**Task description**
Could you restate every record below word for word?

**Referring expression pointing data**
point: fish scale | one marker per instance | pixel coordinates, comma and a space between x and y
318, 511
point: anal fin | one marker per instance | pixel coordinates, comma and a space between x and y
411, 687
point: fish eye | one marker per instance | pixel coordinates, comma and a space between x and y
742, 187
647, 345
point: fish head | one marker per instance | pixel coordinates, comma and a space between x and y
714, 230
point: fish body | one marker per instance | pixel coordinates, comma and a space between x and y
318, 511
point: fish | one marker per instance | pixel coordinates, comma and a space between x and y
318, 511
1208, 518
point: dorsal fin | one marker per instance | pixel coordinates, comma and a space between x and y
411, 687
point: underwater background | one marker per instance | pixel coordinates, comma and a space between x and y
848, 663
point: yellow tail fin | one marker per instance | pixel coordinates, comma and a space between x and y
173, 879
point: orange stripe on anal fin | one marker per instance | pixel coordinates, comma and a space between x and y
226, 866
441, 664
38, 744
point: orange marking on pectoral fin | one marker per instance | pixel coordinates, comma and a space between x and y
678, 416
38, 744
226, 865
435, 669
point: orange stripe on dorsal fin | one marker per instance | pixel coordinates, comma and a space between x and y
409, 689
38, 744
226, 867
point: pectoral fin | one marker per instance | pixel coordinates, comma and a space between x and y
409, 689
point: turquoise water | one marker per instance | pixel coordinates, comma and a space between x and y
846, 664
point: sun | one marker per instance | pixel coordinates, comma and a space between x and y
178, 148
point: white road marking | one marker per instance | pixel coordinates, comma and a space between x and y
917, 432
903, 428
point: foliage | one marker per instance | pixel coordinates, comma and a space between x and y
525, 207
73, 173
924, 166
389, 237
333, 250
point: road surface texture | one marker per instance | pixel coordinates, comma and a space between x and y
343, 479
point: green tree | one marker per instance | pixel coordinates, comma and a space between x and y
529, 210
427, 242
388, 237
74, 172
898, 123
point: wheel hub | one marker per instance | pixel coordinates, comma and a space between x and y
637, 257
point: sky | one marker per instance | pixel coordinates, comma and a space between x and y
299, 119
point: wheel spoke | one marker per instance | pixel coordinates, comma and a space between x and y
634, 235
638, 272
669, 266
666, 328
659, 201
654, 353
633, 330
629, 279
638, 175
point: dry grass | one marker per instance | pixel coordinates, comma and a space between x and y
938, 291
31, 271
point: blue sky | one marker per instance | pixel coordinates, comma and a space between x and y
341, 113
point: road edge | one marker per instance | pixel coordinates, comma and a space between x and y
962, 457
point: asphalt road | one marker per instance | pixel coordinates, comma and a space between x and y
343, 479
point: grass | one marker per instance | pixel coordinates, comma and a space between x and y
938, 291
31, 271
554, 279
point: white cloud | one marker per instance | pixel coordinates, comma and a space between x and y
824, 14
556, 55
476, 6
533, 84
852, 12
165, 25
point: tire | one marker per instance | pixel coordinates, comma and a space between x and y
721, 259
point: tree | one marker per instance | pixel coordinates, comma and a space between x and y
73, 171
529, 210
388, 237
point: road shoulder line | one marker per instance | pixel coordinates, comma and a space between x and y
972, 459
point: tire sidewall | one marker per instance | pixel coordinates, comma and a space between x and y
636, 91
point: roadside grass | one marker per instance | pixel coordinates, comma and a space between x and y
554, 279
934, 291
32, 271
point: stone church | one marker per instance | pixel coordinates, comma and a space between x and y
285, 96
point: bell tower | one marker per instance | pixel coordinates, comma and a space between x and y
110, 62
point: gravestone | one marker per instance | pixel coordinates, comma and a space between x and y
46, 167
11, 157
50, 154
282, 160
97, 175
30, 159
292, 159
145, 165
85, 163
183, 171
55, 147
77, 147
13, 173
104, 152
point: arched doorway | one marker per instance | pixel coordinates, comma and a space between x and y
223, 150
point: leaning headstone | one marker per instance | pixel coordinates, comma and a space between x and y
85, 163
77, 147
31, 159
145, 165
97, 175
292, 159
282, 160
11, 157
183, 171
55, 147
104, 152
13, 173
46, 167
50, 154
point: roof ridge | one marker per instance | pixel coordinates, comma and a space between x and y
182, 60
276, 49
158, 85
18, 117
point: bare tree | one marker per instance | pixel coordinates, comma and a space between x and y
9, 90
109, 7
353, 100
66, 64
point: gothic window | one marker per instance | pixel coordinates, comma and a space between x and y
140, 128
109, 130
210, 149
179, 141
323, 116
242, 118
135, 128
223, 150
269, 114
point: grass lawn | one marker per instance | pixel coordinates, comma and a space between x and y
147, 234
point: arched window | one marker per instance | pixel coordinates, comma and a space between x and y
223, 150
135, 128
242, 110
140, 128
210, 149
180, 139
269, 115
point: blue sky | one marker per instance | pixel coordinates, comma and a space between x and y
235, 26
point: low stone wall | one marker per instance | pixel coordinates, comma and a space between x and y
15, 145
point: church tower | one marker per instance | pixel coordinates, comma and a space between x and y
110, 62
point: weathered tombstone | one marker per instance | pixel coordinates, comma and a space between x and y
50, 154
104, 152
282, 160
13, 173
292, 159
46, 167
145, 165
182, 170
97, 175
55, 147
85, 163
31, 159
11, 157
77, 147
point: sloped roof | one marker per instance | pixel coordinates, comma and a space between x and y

**Response below**
point: fish scale | one marker per instance | pixel coordinates, comma and a space between x and y
318, 511
point: anal fin | one marker per instance | pixel coordinates, comma and a space between x and y
411, 687
point: fish eye | one marker per instance | pixel coordinates, comma and a space between x and y
742, 187
647, 345
point: fish head | one marker per instance | pixel coordinates, comma and a space between x and y
714, 230
point: fish body | one marker per instance | pixel coordinates, comma and a space between x and y
318, 511
point: fish | one marker per instance | pixel coordinates, comma and a space between x and y
318, 511
1208, 518
point: dorsal fin | one marker per instance | pixel coordinates, comma and a space between x and y
411, 687
point: underwater background | one marker per instance | pixel coordinates, comma and a space between x and y
848, 663
point: yellow tail fin | one marker per instance | pixel coordinates, comma and a space between x and y
173, 879
point: orange stripe on anal fin | one marker per instance | pixel coordinates, comma and a space between x and y
226, 866
441, 664
38, 744
point: orange marking on pectoral fin | one marker per instance | pixel coordinates, comma and a space between x and y
678, 416
38, 744
226, 865
435, 669
point: orange stripe on dorsal fin | one marker per instance | pixel coordinates, comma and a space between x and y
409, 689
38, 744
226, 867
point: pectoral fin | one marker per instance | pixel coordinates, comma and a space between x and y
409, 689
point: turquoise water | one marker per instance | pixel coordinates, comma and a space between x and y
846, 664
point: sun | one marker per instance | pixel coordinates, comma and a space between x and y
178, 148
point: white road marking | one marker per instance | pixel coordinates, comma and a space between x and y
917, 432
903, 428
point: foliage | one marker per instance | pixel coordinates, comma and a space between x and y
525, 207
73, 173
924, 166
389, 237
333, 250
point: road surface texture | one marker per instance | pixel coordinates, comma and a space between x and y
343, 479
point: green tree | one marker per instance | pixel coordinates, comma and a space between x and y
529, 210
427, 242
388, 237
74, 172
898, 123
point: wheel hub | one marker per instance | pixel coordinates, comma and a space between x and y
637, 257
point: sky | one marker per instance | pixel coordinates, comma and a space between x and y
299, 119
point: wheel spoke | one marker per instance | pixel coordinates, comma and a space between x and y
634, 235
638, 272
669, 266
666, 328
659, 201
654, 353
633, 330
629, 279
638, 175
point: dry grass | one marker per instance | pixel coordinates, comma and a space between x and y
938, 291
31, 271
point: blue sky | one marker per instance | pixel coordinates, comma and a space between x and y
341, 113
point: road edge | one marker per instance | pixel coordinates, comma and a space between x and y
962, 457
point: asphalt road | one marker per instance | pixel coordinates, comma and a space between x and y
343, 479
point: grass | one marker per instance | pixel coordinates, comma and a space between x and y
938, 291
31, 271
554, 279
point: white cloud | one marker per instance | pixel coordinates, comma and a space between x and y
824, 14
556, 55
476, 6
533, 84
852, 12
165, 25
point: tire | one marker per instance | pixel coordinates, comma and a space between x and y
721, 259
point: tree | one marker per instance | pixel coordinates, comma and a space between x and y
73, 171
529, 210
388, 237
point: road shoulder line | one marker per instance | pixel coordinates, comma and a space between x and y
972, 459
point: tire sidewall | one marker per instance | pixel coordinates, comma and a space between x and y
636, 91
point: roadside grass | one marker per instance | pixel coordinates, comma and a space between x and y
554, 279
934, 291
32, 271
point: stone church | one marker per instance | pixel coordinates, comma and a space between x and y
285, 96
point: bell tower | one marker per instance | pixel coordinates, comma and a space between x and y
110, 62
point: gravestone | one marker per instance | pixel coordinates, comma and a space between x and y
46, 167
11, 157
50, 154
282, 160
97, 175
30, 159
292, 159
145, 165
85, 163
183, 171
55, 147
77, 147
13, 173
104, 152
point: arched doorway | one marker per instance | pixel coordinates, comma and a space between x and y
223, 150
point: leaning headstone | one marker per instance | pixel coordinates, comma and a space between x and y
85, 163
77, 147
31, 159
145, 165
97, 175
292, 159
282, 160
11, 157
183, 171
55, 147
104, 152
13, 173
46, 167
50, 154
point: roof ridge | one marker per instance | pixel coordinates, comma and a space between x and y
182, 60
276, 49
158, 85
18, 117
point: bare tree | one marker per instance | pixel coordinates, comma and a space between x and y
9, 90
109, 7
353, 100
66, 64
point: gothic window | one marker per instance | pixel coordinates, comma and a space between x and y
140, 128
109, 130
210, 149
179, 141
323, 116
242, 118
135, 128
223, 150
269, 114
point: grass lawn | one marker per instance | pixel coordinates, comma and a space between x and y
147, 234
point: arched window | one marker per instance | pixel coordinates, comma and a space between x and y
223, 150
135, 128
242, 110
140, 128
210, 149
180, 139
269, 115
point: blue sky | one marker per instance | pixel coordinates, comma and a space between x and y
235, 26
point: low stone wall | one marker per instance | pixel coordinates, comma and a space between x and y
15, 145
point: church tower | one marker per instance | pixel coordinates, comma and a space between x and y
110, 62
point: weathered tombstone | one marker per instance | pixel coordinates, comma and a space between x and y
50, 154
104, 152
282, 160
13, 173
292, 159
46, 167
145, 165
182, 170
97, 175
55, 147
85, 163
31, 159
11, 157
77, 147
point: sloped roof | one marker per instance | pixel coordinates, comma and a space between x and y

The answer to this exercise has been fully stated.